- **Exercise goal**: The data below is to be set down exactly.

- **Phrase grounding data**:
***

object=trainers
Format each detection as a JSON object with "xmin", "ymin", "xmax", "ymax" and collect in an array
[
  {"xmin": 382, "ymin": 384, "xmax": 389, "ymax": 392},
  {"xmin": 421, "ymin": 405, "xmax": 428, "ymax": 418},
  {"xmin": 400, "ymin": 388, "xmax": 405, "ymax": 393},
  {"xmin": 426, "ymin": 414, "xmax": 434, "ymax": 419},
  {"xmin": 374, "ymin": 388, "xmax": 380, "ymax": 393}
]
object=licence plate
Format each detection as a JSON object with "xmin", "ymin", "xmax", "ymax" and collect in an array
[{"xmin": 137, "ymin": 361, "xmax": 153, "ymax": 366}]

***

- **Written solution**:
object=trainers
Format each detection as a JSON object with "xmin", "ymin", "xmax", "ymax" and collect in an array
[
  {"xmin": 382, "ymin": 384, "xmax": 389, "ymax": 392},
  {"xmin": 421, "ymin": 405, "xmax": 428, "ymax": 418},
  {"xmin": 400, "ymin": 388, "xmax": 405, "ymax": 393},
  {"xmin": 426, "ymin": 414, "xmax": 434, "ymax": 419},
  {"xmin": 374, "ymin": 388, "xmax": 380, "ymax": 393}
]
object=licence plate
Format each detection as a JSON object with "xmin", "ymin", "xmax", "ymax" and collect in an array
[{"xmin": 137, "ymin": 361, "xmax": 153, "ymax": 366}]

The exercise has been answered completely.